Top of Material shown
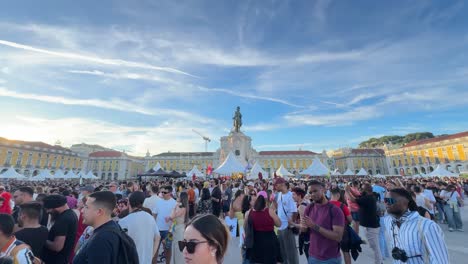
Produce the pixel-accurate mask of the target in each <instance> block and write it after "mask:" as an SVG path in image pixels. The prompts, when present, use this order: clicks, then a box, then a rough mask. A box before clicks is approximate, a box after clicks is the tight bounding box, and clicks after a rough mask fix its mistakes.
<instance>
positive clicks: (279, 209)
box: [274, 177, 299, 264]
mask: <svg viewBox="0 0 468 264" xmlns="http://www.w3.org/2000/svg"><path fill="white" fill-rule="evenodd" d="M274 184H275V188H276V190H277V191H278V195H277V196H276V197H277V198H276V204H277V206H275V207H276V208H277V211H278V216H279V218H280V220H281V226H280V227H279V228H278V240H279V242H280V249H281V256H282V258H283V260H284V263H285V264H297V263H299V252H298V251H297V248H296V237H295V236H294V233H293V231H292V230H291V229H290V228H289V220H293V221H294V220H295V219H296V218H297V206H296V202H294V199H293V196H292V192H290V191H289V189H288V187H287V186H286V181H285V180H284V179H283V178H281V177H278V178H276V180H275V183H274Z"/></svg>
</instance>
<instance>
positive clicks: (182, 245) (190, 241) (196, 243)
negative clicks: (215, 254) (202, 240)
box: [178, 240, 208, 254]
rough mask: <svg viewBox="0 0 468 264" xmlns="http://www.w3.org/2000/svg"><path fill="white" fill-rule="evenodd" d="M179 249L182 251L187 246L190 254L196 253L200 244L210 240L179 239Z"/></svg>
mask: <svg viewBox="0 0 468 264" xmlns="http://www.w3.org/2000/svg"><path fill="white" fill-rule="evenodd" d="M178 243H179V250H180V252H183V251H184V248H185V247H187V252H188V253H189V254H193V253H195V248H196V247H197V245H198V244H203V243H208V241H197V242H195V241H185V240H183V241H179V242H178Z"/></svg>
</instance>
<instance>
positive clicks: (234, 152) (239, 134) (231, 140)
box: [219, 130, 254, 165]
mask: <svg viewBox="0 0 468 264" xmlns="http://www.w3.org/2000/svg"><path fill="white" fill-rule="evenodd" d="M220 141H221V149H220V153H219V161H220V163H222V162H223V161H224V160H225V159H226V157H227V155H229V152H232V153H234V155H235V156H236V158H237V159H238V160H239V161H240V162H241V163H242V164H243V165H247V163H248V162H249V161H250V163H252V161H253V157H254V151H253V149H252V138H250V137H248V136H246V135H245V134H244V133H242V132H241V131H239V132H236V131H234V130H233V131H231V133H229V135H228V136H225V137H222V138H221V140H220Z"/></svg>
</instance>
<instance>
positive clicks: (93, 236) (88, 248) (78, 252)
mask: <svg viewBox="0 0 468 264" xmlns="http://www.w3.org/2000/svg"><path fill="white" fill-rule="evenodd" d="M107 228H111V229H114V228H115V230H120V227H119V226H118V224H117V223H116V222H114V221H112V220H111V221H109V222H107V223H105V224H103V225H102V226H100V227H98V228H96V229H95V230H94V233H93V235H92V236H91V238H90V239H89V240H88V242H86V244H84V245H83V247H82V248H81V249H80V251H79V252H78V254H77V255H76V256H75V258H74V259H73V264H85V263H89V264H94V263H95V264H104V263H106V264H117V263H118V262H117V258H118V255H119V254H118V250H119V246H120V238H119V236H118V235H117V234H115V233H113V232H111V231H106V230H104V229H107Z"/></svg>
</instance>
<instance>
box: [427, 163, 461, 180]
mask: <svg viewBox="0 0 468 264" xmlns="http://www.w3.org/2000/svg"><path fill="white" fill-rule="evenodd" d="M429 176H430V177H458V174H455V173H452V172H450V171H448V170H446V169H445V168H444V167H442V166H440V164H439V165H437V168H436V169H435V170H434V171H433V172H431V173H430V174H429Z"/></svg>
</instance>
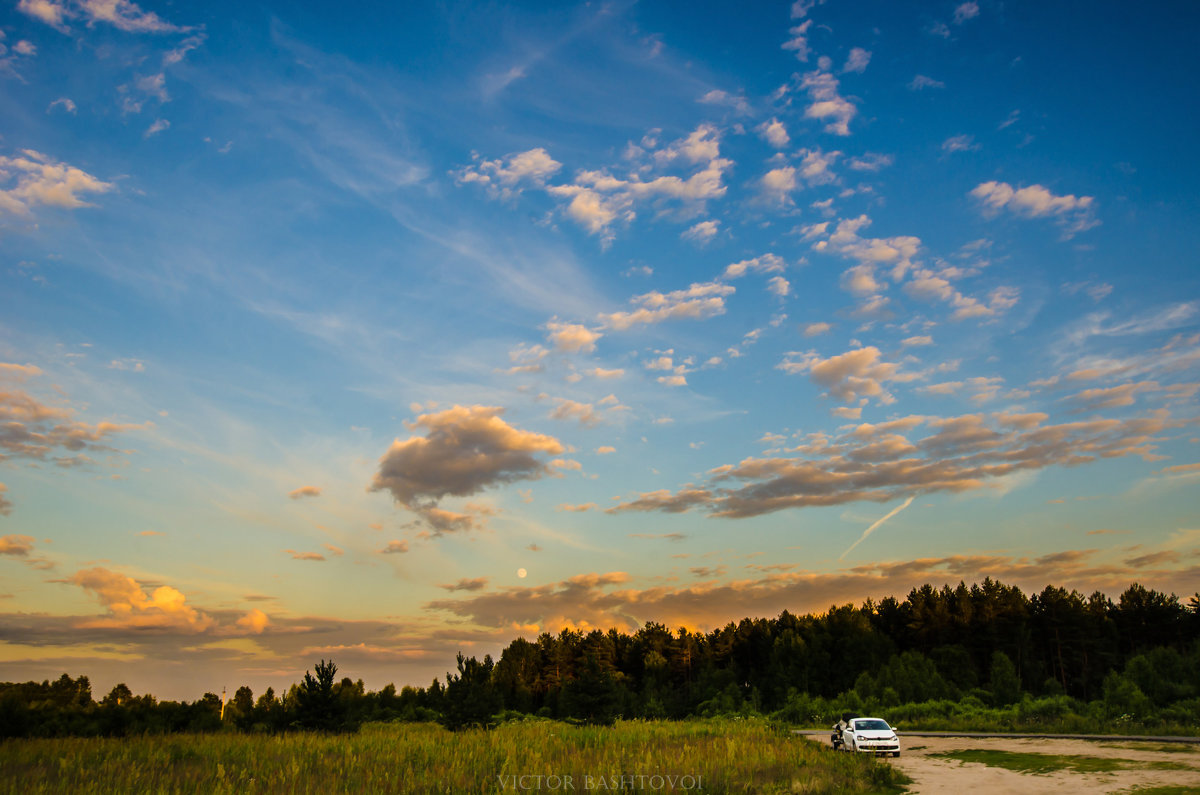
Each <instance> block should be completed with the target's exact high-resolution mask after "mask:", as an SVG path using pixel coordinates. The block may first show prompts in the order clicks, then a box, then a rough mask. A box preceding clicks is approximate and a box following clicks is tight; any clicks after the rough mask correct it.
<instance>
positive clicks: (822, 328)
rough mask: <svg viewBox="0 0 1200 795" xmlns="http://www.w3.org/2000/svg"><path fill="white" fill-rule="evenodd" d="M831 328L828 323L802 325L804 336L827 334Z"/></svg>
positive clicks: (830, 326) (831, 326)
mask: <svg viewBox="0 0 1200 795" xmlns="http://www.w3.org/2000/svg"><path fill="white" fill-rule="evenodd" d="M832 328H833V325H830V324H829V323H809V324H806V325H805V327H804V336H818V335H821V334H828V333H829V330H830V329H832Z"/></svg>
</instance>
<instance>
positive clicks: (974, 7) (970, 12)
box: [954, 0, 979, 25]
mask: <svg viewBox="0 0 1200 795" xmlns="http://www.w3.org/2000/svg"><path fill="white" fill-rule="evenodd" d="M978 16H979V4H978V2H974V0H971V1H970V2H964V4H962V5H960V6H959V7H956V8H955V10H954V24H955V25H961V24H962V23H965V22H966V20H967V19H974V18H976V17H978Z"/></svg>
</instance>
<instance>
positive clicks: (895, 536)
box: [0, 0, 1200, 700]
Bottom of Material shown
**Your assignment**: Output the material word for word, omitting its pictures.

**Exercise output**:
Produce the pixel-accurate mask of the target in each <instance> block and write it after "mask:" as an SVG path in image pixels. The prompts, when present, use this order: clicks, then a box, then a rough mask. A box before clicks is approximate, a box after clicks is the tight bounding box, and clicks after a rough mask fix its mistakes.
<instance>
positive clicks: (279, 209)
box: [274, 177, 299, 264]
mask: <svg viewBox="0 0 468 264" xmlns="http://www.w3.org/2000/svg"><path fill="white" fill-rule="evenodd" d="M274 184H275V188H276V190H277V191H278V195H277V196H276V197H277V198H276V204H277V206H275V207H276V208H277V211H278V216H279V218H280V220H281V226H280V227H279V228H278V240H279V242H280V249H281V256H282V258H283V260H284V263H285V264H297V263H299V252H298V251H297V248H296V237H295V236H294V233H293V231H292V230H291V229H290V228H289V220H293V221H294V220H295V219H296V218H297V206H296V202H294V199H293V196H292V192H290V191H289V189H288V187H287V186H286V181H285V180H284V179H283V178H281V177H278V178H276V180H275V183H274Z"/></svg>
</instance>
<instance>
positive clicks: (182, 245) (190, 241) (196, 243)
negative clicks: (215, 254) (202, 240)
box: [178, 240, 208, 254]
rough mask: <svg viewBox="0 0 468 264" xmlns="http://www.w3.org/2000/svg"><path fill="white" fill-rule="evenodd" d="M179 249L182 251L187 246L190 254L196 253L200 244L210 240L179 239Z"/></svg>
mask: <svg viewBox="0 0 468 264" xmlns="http://www.w3.org/2000/svg"><path fill="white" fill-rule="evenodd" d="M178 243H179V250H180V252H183V251H184V248H185V247H187V252H188V253H189V254H193V253H195V248H196V247H197V245H198V244H203V243H208V241H197V242H195V241H185V240H183V241H179V242H178Z"/></svg>
</instance>
<instance>
positive clicks: (234, 152) (239, 134) (231, 140)
box: [219, 130, 254, 165]
mask: <svg viewBox="0 0 468 264" xmlns="http://www.w3.org/2000/svg"><path fill="white" fill-rule="evenodd" d="M220 141H221V149H220V153H219V161H220V163H222V162H223V161H224V160H225V159H226V157H227V155H229V152H232V153H234V155H235V156H236V158H237V159H238V160H239V161H240V162H241V163H242V164H243V165H247V163H248V162H249V161H250V163H252V161H253V157H254V151H253V149H252V138H250V137H248V136H246V135H245V134H244V133H242V132H241V131H239V132H236V131H234V130H233V131H231V133H229V135H228V136H225V137H222V138H221V140H220Z"/></svg>
</instance>
<instance>
positive clicks: (93, 236) (88, 248) (78, 252)
mask: <svg viewBox="0 0 468 264" xmlns="http://www.w3.org/2000/svg"><path fill="white" fill-rule="evenodd" d="M107 228H111V229H114V228H115V230H120V227H119V226H118V224H117V223H116V222H114V221H112V220H111V221H109V222H107V223H105V224H103V225H102V226H100V227H98V228H96V229H95V230H94V233H93V235H92V236H91V238H90V239H89V240H88V242H86V244H84V245H83V247H82V248H81V249H80V251H79V252H78V254H77V255H76V256H75V258H74V259H73V264H85V263H89V264H94V263H95V264H104V263H106V264H117V263H118V262H117V258H118V255H119V254H118V250H119V246H120V238H119V236H118V235H117V234H115V233H113V232H111V231H106V230H104V229H107Z"/></svg>
</instance>
<instance>
box: [427, 163, 461, 180]
mask: <svg viewBox="0 0 468 264" xmlns="http://www.w3.org/2000/svg"><path fill="white" fill-rule="evenodd" d="M429 176H430V177H458V174H455V173H452V172H450V171H448V170H446V169H445V168H444V167H442V166H440V164H439V165H437V168H436V169H435V170H434V171H433V172H431V173H430V174H429Z"/></svg>
</instance>
Each <instance> block should be completed with the target's exact high-resolution mask after "mask:", as an SVG path using pixel coordinates. The block may first show prompts in the order clicks, then a box, then a rough mask. A box preceding clicks is approximate and a box following clicks is tight; any clicks after the rough mask correct it.
<instance>
positive clicks: (822, 328)
rough mask: <svg viewBox="0 0 1200 795" xmlns="http://www.w3.org/2000/svg"><path fill="white" fill-rule="evenodd" d="M831 328L828 323L802 325L804 336L827 334Z"/></svg>
positive clicks: (830, 326) (831, 326)
mask: <svg viewBox="0 0 1200 795" xmlns="http://www.w3.org/2000/svg"><path fill="white" fill-rule="evenodd" d="M832 328H833V325H830V324H829V323H809V324H806V325H805V327H804V336H818V335H821V334H828V333H829V330H830V329H832Z"/></svg>
</instance>
<instance>
positive clicks: (974, 7) (970, 12)
box: [954, 0, 979, 25]
mask: <svg viewBox="0 0 1200 795" xmlns="http://www.w3.org/2000/svg"><path fill="white" fill-rule="evenodd" d="M978 16H979V4H978V2H974V0H971V1H970V2H964V4H962V5H960V6H959V7H956V8H955V10H954V24H955V25H961V24H962V23H965V22H966V20H967V19H974V18H976V17H978Z"/></svg>
</instance>
<instance>
positive clicks: (895, 536)
box: [0, 0, 1200, 700]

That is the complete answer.